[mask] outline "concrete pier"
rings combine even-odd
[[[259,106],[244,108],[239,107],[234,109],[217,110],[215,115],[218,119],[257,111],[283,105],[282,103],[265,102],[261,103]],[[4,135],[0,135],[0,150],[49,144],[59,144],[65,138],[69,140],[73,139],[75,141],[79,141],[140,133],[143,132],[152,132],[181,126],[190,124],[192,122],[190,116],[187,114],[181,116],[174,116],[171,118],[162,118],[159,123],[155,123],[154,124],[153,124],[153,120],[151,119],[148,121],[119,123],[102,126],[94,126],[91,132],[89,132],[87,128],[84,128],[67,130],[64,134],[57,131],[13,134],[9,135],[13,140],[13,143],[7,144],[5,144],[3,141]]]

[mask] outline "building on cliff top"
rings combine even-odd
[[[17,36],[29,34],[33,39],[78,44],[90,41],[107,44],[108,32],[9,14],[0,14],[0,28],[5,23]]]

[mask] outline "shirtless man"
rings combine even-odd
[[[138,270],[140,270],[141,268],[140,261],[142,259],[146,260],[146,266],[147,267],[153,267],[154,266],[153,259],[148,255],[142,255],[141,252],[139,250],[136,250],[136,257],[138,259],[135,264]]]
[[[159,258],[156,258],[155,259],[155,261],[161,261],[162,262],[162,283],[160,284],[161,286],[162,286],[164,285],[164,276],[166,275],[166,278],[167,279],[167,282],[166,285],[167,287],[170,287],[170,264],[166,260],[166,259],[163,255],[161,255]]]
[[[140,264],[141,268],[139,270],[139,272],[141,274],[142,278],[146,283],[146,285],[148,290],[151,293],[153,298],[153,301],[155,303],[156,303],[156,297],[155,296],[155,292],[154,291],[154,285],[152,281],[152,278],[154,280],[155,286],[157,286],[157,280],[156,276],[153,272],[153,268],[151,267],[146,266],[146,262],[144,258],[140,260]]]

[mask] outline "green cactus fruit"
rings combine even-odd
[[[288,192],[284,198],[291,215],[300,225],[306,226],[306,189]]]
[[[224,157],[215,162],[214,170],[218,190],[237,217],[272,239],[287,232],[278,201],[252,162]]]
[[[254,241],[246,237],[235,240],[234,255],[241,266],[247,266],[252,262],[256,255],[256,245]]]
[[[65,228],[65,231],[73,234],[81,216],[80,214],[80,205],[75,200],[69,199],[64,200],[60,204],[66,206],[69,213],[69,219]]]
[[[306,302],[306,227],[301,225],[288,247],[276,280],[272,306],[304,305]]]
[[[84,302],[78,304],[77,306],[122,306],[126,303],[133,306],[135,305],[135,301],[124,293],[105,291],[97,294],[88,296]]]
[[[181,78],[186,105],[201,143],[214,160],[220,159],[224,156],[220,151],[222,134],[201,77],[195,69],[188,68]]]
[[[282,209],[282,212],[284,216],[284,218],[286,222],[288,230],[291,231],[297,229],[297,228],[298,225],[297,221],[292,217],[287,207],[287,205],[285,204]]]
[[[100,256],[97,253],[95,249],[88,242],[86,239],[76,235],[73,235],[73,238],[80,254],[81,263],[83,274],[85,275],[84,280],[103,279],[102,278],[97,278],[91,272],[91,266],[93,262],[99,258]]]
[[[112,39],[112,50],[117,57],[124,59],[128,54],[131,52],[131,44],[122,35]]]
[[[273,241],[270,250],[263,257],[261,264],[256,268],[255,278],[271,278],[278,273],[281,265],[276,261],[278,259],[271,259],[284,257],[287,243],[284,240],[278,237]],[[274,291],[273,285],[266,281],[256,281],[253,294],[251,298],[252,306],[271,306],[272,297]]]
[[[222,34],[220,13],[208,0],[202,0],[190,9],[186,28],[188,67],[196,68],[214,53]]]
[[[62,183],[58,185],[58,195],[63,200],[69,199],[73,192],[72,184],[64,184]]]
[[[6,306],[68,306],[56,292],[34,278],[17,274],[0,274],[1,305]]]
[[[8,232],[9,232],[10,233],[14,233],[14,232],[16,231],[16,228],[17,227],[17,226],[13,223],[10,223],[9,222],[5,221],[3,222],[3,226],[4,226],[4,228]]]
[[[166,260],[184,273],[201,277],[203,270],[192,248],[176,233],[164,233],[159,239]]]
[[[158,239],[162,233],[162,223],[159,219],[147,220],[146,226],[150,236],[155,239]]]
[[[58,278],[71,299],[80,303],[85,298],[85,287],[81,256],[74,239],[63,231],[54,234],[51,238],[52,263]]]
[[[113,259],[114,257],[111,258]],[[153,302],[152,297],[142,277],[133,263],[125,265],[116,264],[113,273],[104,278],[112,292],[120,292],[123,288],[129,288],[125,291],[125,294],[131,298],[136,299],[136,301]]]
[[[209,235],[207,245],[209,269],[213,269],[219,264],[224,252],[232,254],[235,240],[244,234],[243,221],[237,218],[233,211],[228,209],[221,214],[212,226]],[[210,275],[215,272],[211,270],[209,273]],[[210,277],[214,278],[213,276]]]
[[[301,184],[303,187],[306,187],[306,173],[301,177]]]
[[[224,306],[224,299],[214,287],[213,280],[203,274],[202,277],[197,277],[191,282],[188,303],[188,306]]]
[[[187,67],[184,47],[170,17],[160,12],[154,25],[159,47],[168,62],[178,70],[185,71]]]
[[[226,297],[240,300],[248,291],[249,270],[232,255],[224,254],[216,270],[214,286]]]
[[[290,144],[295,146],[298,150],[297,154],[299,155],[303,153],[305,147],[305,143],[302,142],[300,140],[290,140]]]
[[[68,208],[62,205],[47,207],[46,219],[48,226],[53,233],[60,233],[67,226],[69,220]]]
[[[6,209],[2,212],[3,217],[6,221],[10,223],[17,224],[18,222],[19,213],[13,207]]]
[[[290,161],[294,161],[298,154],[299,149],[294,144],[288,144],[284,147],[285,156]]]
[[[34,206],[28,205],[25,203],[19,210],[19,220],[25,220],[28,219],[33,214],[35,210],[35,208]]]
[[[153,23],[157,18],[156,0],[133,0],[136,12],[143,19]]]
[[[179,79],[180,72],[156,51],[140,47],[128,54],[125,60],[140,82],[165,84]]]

━━━━━━━━━━━━━━━━━━━━━━━━━━━━━━

What is asked
The records above must be output exactly, in full.

Completed exercise
[mask] outline "concrete pier"
rings combine even-odd
[[[259,106],[244,108],[239,107],[234,109],[217,110],[215,115],[218,119],[257,111],[283,105],[282,103],[265,102],[261,103]],[[4,135],[0,135],[0,150],[49,144],[59,144],[65,138],[69,140],[73,139],[75,141],[79,141],[140,133],[143,132],[152,132],[181,126],[190,124],[192,122],[190,116],[187,114],[181,116],[174,116],[171,118],[162,118],[159,123],[155,123],[154,124],[153,124],[153,120],[151,119],[148,121],[119,123],[102,126],[94,126],[91,132],[89,132],[87,128],[84,128],[67,130],[64,134],[57,131],[13,134],[9,135],[13,140],[13,143],[7,144],[5,144],[3,141]]]

[mask] outline "building on cliff top"
rings combine even-odd
[[[17,36],[29,34],[33,39],[78,44],[90,41],[107,44],[108,32],[9,14],[0,14],[0,28],[5,23]]]

[mask] outline "shirtless man"
rings combine even-odd
[[[138,270],[140,270],[141,268],[140,261],[142,259],[146,260],[146,266],[147,267],[153,267],[154,266],[153,259],[148,255],[142,255],[141,252],[139,250],[136,250],[136,257],[138,259],[135,264]]]
[[[159,258],[156,258],[155,259],[155,261],[161,261],[162,262],[162,283],[160,284],[161,286],[162,286],[164,285],[164,276],[166,275],[166,278],[167,279],[167,282],[166,285],[167,287],[170,287],[170,264],[166,260],[166,259],[163,255],[161,255]]]
[[[140,264],[141,268],[139,270],[139,272],[141,274],[142,278],[146,283],[146,285],[148,290],[151,293],[153,298],[153,301],[155,303],[156,303],[156,297],[155,296],[155,292],[154,291],[154,285],[152,281],[152,278],[154,280],[155,286],[157,286],[157,280],[156,276],[153,272],[153,268],[151,267],[146,266],[146,262],[144,258],[140,260]]]

[mask] outline "green cactus fruit"
rings combine even-odd
[[[288,192],[284,198],[291,215],[300,225],[306,226],[306,189]]]
[[[224,157],[215,162],[214,170],[218,190],[237,217],[272,239],[287,232],[278,201],[252,162]]]
[[[254,241],[246,237],[235,240],[234,255],[241,266],[247,266],[252,262],[256,255],[256,245]]]
[[[65,228],[65,231],[73,234],[81,216],[80,214],[80,205],[75,200],[69,199],[64,200],[60,204],[66,206],[69,213],[69,219]]]
[[[306,302],[306,227],[301,225],[288,247],[276,280],[272,306],[304,305]]]
[[[84,302],[78,304],[77,306],[122,306],[126,303],[133,306],[135,305],[135,301],[124,293],[105,291],[97,294],[88,296]]]
[[[181,78],[186,105],[201,143],[214,160],[220,159],[224,156],[220,151],[222,134],[201,77],[195,69],[188,68]]]
[[[282,209],[282,212],[284,216],[284,218],[286,222],[288,230],[291,231],[297,229],[297,228],[298,225],[297,221],[292,217],[287,207],[287,205],[285,204]]]
[[[100,256],[97,253],[95,249],[88,242],[86,239],[76,235],[73,235],[73,238],[80,254],[81,263],[83,274],[85,275],[84,280],[103,279],[102,278],[97,278],[91,272],[91,266],[93,262],[99,258]]]
[[[112,39],[112,50],[117,57],[124,59],[128,54],[131,52],[131,44],[122,35]]]
[[[273,241],[270,250],[263,257],[261,264],[256,268],[255,278],[271,278],[278,273],[281,265],[276,261],[278,259],[271,259],[284,257],[287,243],[284,240],[278,237]],[[274,291],[273,285],[266,281],[256,281],[253,294],[251,298],[252,306],[271,306],[272,297]]]
[[[222,34],[220,13],[208,0],[202,0],[190,9],[186,28],[188,67],[196,68],[214,53]]]
[[[62,183],[58,185],[58,195],[63,200],[69,199],[73,192],[72,184],[64,184]]]
[[[6,306],[68,306],[56,292],[34,278],[17,274],[0,274],[1,305]]]
[[[8,232],[9,232],[10,233],[14,233],[14,232],[16,231],[16,228],[17,227],[17,226],[13,223],[10,223],[9,222],[5,221],[3,222],[3,226],[4,226],[4,228]]]
[[[166,260],[184,273],[201,277],[203,270],[192,248],[176,233],[164,233],[159,239]]]
[[[158,239],[162,233],[162,223],[159,219],[147,220],[146,226],[150,236],[155,239]]]
[[[58,278],[71,299],[80,303],[85,298],[85,287],[81,256],[74,239],[63,231],[54,234],[51,238],[52,263]]]
[[[113,259],[114,257],[111,258]],[[153,302],[152,297],[142,277],[133,263],[125,265],[116,264],[113,273],[104,278],[112,292],[120,292],[123,288],[129,288],[125,291],[125,294],[131,298],[136,299],[136,301]]]
[[[209,235],[207,245],[209,269],[213,269],[219,264],[224,252],[232,254],[235,240],[244,234],[243,221],[237,218],[233,211],[228,209],[221,214],[212,226]],[[210,275],[215,272],[211,270],[209,273]],[[210,277],[214,278],[213,276]]]
[[[301,184],[303,187],[306,187],[306,173],[301,177]]]
[[[224,306],[224,299],[214,287],[213,280],[203,274],[202,277],[197,277],[191,282],[188,303],[188,306]]]
[[[187,67],[184,47],[170,17],[160,12],[154,25],[159,47],[168,62],[178,70],[185,71]]]
[[[226,297],[240,300],[248,291],[249,270],[232,255],[224,254],[216,270],[214,286]]]
[[[290,144],[295,146],[298,150],[297,154],[299,155],[303,153],[305,147],[305,143],[302,142],[300,140],[290,140]]]
[[[68,208],[62,205],[47,207],[46,219],[48,226],[53,233],[60,233],[67,226],[69,220]]]
[[[6,209],[2,212],[3,217],[6,221],[10,223],[17,224],[18,222],[19,213],[13,207]]]
[[[290,161],[294,161],[298,154],[299,149],[294,144],[288,144],[284,147],[285,156]]]
[[[34,206],[28,205],[25,203],[19,210],[19,220],[25,220],[28,219],[33,214],[35,210],[35,208]]]
[[[153,23],[157,18],[156,0],[133,0],[136,12],[143,19]]]
[[[179,79],[180,72],[156,51],[140,47],[128,54],[125,60],[140,82],[165,84]]]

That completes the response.